== Required tasks ==
1/ In the article on Cash Cobain, what position did the single "Calling for You" reach on the Billboard Hot 100?
2/ Reproduce the part of the article on Cash Cobain that runs from "by Elena Bergeron" up to and including "of rap nationally.".

== Document passage ==
Cash Cobain is steering drill rap's sexy swerve
The First Art Newspaper on the Net    Established in 1996 Tuesday, September 17, 2024


Cash Cobain is steering drill rap's sexy swerve
Cash Cobain, the 26-year-old breakout rapper and producer from the Bronx, performs in the Coney Island neighborhood of Brooklyn, Aug. 5, 2024. Cobain’s lusty rhymes and unorthodox samples have made hits for hip-hop’s most lascivious luminaries — with a new album, he aims to join them. (Andre D. Wagner/The New York Times)

by Elena Bergeron



NEW YORK, NY.- Drill music hasn’t always been this fun. The subgenre’s ominous beats and menacing lyrics infiltrated mainstream hip-hop over a decade ago, but its ascendant stars have been stalled by violence, police surveillance and the flattening effect of at-home copycats. Cash Cobain, the 26-year-old breakout rapper and producer from the Bronx, is helping to raise its trajectory. With lusty rhymes and unorthodox samples, he’s become a central figure of “sexy drill,” a more lascivious offshoot, and one that has tilted the sound of rap nationally.

En route to a Coney Island performance in early August, sitting in the passenger seat of a new Mercedes sedan, Cobain rapped along to “Rump Punch,” a song from his upcoming album, as it oozed through the speakers. In between doo-wop-esque lines of flattery for a paramour (“When it comes to pretty, you the pinnacle”), the track sandwiches a hilariously profane offer of oral sex between dreamy keys and a simple repeated drumstick clack.

When people hear his music, he explained, “everyone should feel that, feel like they can’t control their body. Their body just gotta dance because the music is so sexy.”

It’s a sound that has caught the ears of the melodically inclined hornballs that constitute rap’s upper reaches, perhaps best defined by the 2022 moment when Frank Ocean debuted a gold and diamond-studded sex toy for his jewelry line and used a Cobain track to soundtrack the introductory Instagram post. But the lusty stamp that counts most came when Lil Yachty passed along several Cobain beats to Drake, who barely tweaked one for “Calling for You,” a single that reached No. 5 on the Billboard Hot 100. In the past year, Cobain has rapped on tracks he produced for PinkPantheress and Central Cee, Don Toliver and J. Cole.

== Supplied entries ==
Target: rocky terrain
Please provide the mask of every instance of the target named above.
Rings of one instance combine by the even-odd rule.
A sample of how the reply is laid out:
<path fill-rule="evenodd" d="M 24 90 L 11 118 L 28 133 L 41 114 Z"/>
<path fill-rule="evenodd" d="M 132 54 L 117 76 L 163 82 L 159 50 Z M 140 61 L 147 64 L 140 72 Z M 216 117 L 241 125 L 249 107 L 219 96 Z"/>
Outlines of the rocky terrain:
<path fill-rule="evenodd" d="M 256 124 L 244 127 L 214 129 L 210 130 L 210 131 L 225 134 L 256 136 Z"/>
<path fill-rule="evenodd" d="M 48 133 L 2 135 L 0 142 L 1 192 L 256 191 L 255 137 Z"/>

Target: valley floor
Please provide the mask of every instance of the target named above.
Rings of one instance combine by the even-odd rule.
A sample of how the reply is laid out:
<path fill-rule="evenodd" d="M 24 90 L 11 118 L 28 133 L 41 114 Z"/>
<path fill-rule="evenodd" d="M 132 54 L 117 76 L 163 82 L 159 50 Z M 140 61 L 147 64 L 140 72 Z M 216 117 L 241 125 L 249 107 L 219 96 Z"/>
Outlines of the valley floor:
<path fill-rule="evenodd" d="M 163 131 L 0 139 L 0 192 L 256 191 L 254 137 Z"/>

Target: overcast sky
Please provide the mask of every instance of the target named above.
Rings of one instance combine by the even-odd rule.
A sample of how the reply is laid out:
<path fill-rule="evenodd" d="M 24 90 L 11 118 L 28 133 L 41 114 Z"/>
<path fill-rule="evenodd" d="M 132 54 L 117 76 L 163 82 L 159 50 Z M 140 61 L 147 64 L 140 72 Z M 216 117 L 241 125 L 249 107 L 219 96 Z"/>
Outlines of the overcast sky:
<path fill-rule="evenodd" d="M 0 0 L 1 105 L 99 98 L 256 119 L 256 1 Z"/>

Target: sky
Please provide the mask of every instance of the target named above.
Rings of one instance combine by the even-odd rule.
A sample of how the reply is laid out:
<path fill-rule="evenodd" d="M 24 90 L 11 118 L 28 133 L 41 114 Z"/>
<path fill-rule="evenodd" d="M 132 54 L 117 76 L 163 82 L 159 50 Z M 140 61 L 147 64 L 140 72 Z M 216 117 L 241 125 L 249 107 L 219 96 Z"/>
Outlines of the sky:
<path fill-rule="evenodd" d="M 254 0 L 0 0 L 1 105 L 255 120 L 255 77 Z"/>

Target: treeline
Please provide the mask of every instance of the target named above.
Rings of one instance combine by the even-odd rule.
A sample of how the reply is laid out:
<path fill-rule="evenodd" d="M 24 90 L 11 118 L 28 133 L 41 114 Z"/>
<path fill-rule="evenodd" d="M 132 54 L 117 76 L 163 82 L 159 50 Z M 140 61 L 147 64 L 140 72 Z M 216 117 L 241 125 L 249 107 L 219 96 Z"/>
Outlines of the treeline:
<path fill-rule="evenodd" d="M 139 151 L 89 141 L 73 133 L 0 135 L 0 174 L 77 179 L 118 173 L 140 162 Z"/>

== Task-by-task answers ==
1/ It reached No. 5.

2/
by Elena Bergeron



NEW YORK, NY.- Drill music hasn’t always been this fun. The subgenre’s ominous beats and menacing lyrics infiltrated mainstream hip-hop over a decade ago, but its ascendant stars have been stalled by violence, police surveillance and the flattening effect of at-home copycats. Cash Cobain, the 26-year-old breakout rapper and producer from the Bronx, is helping to raise its trajectory. With lusty rhymes and unorthodox samples, he’s become a central figure of “sexy drill,” a more lascivious offshoot, and one that has tilted the sound of rap nationally.